Reproduce the material in full, exactly as written.

■ ■ ■ ■ ■

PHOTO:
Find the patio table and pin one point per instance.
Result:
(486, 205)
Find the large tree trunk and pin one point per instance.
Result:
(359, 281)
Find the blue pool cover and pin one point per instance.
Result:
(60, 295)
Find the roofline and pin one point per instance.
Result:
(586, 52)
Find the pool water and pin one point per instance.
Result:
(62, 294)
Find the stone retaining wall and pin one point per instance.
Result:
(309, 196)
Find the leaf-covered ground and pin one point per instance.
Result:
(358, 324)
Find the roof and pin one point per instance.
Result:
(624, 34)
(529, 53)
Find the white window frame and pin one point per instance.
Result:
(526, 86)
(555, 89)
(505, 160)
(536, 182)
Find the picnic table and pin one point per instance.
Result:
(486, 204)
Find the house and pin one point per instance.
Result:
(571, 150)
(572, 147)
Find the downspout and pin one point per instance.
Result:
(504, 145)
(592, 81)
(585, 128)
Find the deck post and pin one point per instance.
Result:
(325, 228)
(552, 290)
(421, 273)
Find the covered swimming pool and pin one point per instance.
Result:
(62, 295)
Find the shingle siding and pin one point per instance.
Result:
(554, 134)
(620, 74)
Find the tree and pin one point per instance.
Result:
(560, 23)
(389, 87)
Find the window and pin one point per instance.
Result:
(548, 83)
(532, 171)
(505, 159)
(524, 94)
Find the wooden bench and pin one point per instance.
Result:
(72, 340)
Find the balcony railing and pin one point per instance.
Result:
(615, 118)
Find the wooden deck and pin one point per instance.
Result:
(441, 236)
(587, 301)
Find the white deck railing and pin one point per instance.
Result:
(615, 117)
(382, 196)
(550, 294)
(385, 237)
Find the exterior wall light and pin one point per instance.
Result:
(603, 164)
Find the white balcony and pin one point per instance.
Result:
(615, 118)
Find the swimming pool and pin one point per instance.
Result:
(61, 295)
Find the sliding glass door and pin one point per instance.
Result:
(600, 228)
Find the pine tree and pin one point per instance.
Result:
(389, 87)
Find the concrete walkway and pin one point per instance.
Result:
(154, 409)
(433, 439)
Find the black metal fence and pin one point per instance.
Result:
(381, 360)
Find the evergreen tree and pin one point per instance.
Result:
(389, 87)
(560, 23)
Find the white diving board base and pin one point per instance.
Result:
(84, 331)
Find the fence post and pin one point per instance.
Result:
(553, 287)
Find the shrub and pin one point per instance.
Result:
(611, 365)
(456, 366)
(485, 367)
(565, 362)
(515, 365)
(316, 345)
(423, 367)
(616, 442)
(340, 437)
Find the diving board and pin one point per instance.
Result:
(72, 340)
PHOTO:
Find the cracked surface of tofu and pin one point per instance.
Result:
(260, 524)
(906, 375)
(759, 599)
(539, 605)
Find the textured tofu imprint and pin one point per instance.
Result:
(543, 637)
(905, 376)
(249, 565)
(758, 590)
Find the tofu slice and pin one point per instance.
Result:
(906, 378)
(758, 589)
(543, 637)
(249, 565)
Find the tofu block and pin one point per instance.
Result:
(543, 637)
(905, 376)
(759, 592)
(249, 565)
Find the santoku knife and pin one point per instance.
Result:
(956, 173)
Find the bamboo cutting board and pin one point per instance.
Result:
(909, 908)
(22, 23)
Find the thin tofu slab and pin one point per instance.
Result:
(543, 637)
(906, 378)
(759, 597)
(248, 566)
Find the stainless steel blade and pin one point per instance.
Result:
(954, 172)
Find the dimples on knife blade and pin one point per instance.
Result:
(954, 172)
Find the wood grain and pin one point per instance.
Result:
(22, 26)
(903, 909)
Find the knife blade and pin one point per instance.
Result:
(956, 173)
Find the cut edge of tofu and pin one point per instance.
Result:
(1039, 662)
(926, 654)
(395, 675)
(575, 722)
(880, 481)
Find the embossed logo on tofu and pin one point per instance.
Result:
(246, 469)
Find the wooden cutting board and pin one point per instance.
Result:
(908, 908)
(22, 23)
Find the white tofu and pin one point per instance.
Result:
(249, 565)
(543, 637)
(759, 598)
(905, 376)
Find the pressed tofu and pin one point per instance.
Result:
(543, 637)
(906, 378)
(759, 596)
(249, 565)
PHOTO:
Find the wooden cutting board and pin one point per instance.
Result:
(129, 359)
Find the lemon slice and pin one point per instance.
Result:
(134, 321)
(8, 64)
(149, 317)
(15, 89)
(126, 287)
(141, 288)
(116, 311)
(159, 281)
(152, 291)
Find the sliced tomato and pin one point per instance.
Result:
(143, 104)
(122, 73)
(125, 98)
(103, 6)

■ ■ ■ ■ ■

Correct response.
PHOTO:
Find the patio table and pin one point per instance.
Result:
(486, 205)
Find the large tree trunk and pin one point per instance.
Result:
(359, 281)
Find the blue pool cover and pin one point per instance.
Result:
(60, 295)
Find the roofline and pin one point per instance.
Result:
(586, 52)
Find the pool water and pin one point per instance.
Result:
(62, 294)
Find the stone retaining wall and pin one point per instance.
Result:
(309, 196)
Find the leaf-covered ground and pin one point per instance.
Result:
(358, 324)
Find the roof and pin one point per instance.
Result:
(624, 34)
(529, 53)
Find the white window frame and pin one point per instance.
Result:
(526, 86)
(555, 89)
(505, 160)
(536, 182)
Find the picnic table and pin one point per instance.
Result:
(486, 204)
Find the house and pin one point per instance.
Result:
(571, 150)
(572, 147)
Find the downspout and pin one point per instance.
Result:
(504, 145)
(592, 81)
(585, 128)
Find the deck post and pin one point per instance.
Result:
(325, 228)
(552, 290)
(421, 273)
Find the covered swimming pool and pin one point per instance.
Result:
(62, 295)
Find the shingle siding and pin one point per instance.
Result:
(554, 134)
(620, 74)
Find the tree and pin one point per instance.
Result:
(560, 23)
(389, 87)
Find the window and pin one point per instance.
Result:
(548, 83)
(532, 171)
(505, 159)
(524, 94)
Find the wooden bench and pin one point per instance.
Result:
(72, 340)
Find the balcony railing and pin one point per instance.
Result:
(615, 118)
Find the wooden deck and pin one point per instance.
Result:
(441, 236)
(587, 301)
Find the white deck railing and pin one point per instance.
Result:
(615, 117)
(382, 196)
(550, 294)
(385, 237)
Find the exterior wall light and pin one point per instance.
Result:
(603, 164)
Find the white balcony and pin one point per instance.
Result:
(615, 118)
Find the swimming pool and pin one point per instance.
Result:
(61, 295)
Find the sliding glass door and pin one point per instance.
Result:
(600, 228)
Find the pine tree and pin one point per instance.
Result:
(389, 87)
Find the concrete walkway and pin one point per instance.
Result:
(154, 409)
(433, 439)
Find the black metal fence and pin one point per instance.
Result:
(381, 360)
Find the evergreen tree and pin one point per instance.
Result:
(389, 87)
(560, 23)
Find the white diving board base and pin one point per instance.
Result:
(84, 331)
Find the fence post and pin one point per instance.
Result:
(553, 287)
Find the shrub and pin one point per instance.
Result:
(611, 365)
(456, 366)
(485, 367)
(565, 362)
(515, 365)
(316, 345)
(423, 367)
(616, 442)
(340, 437)
Find the diving board and pin one point per instance.
Result:
(72, 340)
PHOTO:
Find the cracked surface of tofu and pin one point per instance.
Result:
(260, 524)
(906, 375)
(759, 599)
(539, 605)
Find the textured tofu imprint and pin one point per instance.
Result:
(543, 637)
(905, 376)
(249, 565)
(758, 590)
Find the tofu slice and pin one point per instance.
Result:
(906, 378)
(758, 589)
(543, 637)
(249, 565)
Find the tofu block and pin one point per instance.
Result:
(543, 637)
(905, 376)
(759, 592)
(249, 565)
Find the santoku knife and pin one point per instance.
Result:
(956, 173)
Find the bamboo cutting board and pin one point per instance.
Result:
(909, 908)
(22, 23)
Find the thin tofu slab and pin one point per instance.
Result:
(543, 637)
(906, 378)
(759, 597)
(248, 566)
Find the stainless steel blade and pin one point per instance.
Result:
(954, 172)
Find the dimples on knife blade and pin one point per instance.
Result:
(954, 172)
Find the wood grain and pin one point per instance.
Result:
(22, 26)
(903, 909)
Find the knife blade and pin one point per instance.
Result:
(956, 173)
Find the cut edge of tofu and pin one point per instance.
Result:
(1039, 662)
(926, 654)
(395, 675)
(575, 722)
(880, 481)
Find the embossed logo on tofu and pin one point per instance.
Result:
(246, 469)
Find the wooden cutting board and pin one point per instance.
Result:
(908, 908)
(22, 23)
Find the white tofu and pin one point per instance.
Result:
(249, 565)
(543, 637)
(759, 598)
(905, 376)
Find the pressed tofu and pin one point per instance.
Result:
(543, 637)
(906, 378)
(759, 596)
(249, 565)
PHOTO:
Find the wooden cutting board and pin one point per instance.
Result:
(129, 359)
Find the lemon slice and pin one point per instance.
Result:
(134, 321)
(8, 64)
(149, 317)
(15, 89)
(126, 287)
(141, 288)
(116, 311)
(159, 281)
(152, 291)
Find the sliced tomato and pin one point per instance.
Result:
(143, 104)
(122, 73)
(125, 98)
(103, 6)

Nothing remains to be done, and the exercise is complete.